Tuesday, July 21, 2009

Resensi Buku : Kisah 47 Ronin

Makna Sebuah Pengabdian

Kisah 47 Ronin karya John Allyn adalah fiksi sejarah yang ditulis berdasarkan peristiwa yang pernah terjadi di Negara Matahari Terbit pada awal abad ke-18. Ronin adalah sebutan untuk samurai yang kehilangan atau terpisah dari tuannya di zaman feodal Jepang (1185-1868). Samurai menjadi kehilangan tuannya ketika tuannya mati, atau akibat hak atas wilayah kekuasaan sang tuan dicabut oleh pemerintah. Samurai yang tidak lagi memiliki tuan tidak bisa lagi disebut sebagai samurai, karena samurai adalah "pelayan" bagi sang tuan. Dalam tradisi samurai, ronin memiliki derajat dibawah samurai. Bagi seorang ronin hanya ada dua pilihan, yaitu menjadi orang bayaran atau turun pangkat dalam kemiliteran.

• Tugas yang Diminta: Teruskan resensi buku Kisah 47 Ronin di atas, dimulai tepat setelah kalimat terakhir yang ditampilkan.

• Data yang Disediakan:

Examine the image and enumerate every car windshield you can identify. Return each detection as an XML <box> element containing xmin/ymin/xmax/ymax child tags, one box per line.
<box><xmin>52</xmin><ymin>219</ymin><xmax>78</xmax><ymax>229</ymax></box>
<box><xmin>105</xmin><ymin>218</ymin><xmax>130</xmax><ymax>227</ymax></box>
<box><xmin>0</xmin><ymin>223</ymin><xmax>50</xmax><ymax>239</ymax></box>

• Jawaban Latihan:
Dalam novelnya John Allyn menulis kisah ini dengan sudut pandang Oishi sebagai tokoh sentralnya. Allyn memulai novelnya dengan mendeskripsikan situasi di Jepang di di awal abad ke-18, dimana Istana Shogun marak dengan pameran kemewahan, korupsi, serta pesa pora. Kesenian berkembang dengan pesat, kelas pedagang semakin berkuasa sehingga pengaruh prajurit dan samurai mulai berkurang. Saat itu diterapkan pula Undang-undang Pelestarian Hidup yang melarang mahluk hidup (termasuk binatang). Hal ini merugikan petani karena tak seorangpun diperbolehkan membunuh binatang termasuk binatang hama. Hasil bumi menjadi merosot sehingga membuat Jepang di tepi jurang kehancuran ekonomi.

Pada tahun 1701 seorang daimyo muda yang bersikap kritis terhadap pemerintahan Shogun, Lord Asano, dari Ako kehilangan batas kesabarannya dan menyerang seorang pejabat istana yang korup, Kira, hingga terluka dalam upacara kenegaraan. Peristiwa ini membuat Lord Asano kemudian mendapatkan hukuman mati berupa seppuku, sebuah hukuman mati yang paling tehormat bagi seorang samurai dengan cara mati dengan merobek perut sendiri dan diakhiri dengan kepala yang terpancung. Kastil dan wilayah kekuasaan Asano di Ako harus diserahkan pada Shogun. Sehingga kemudian memicu serangkaian peristiwa yang berakhir dengan balas dendam paling berdarah dalam sejarah kekaisaran Jepang.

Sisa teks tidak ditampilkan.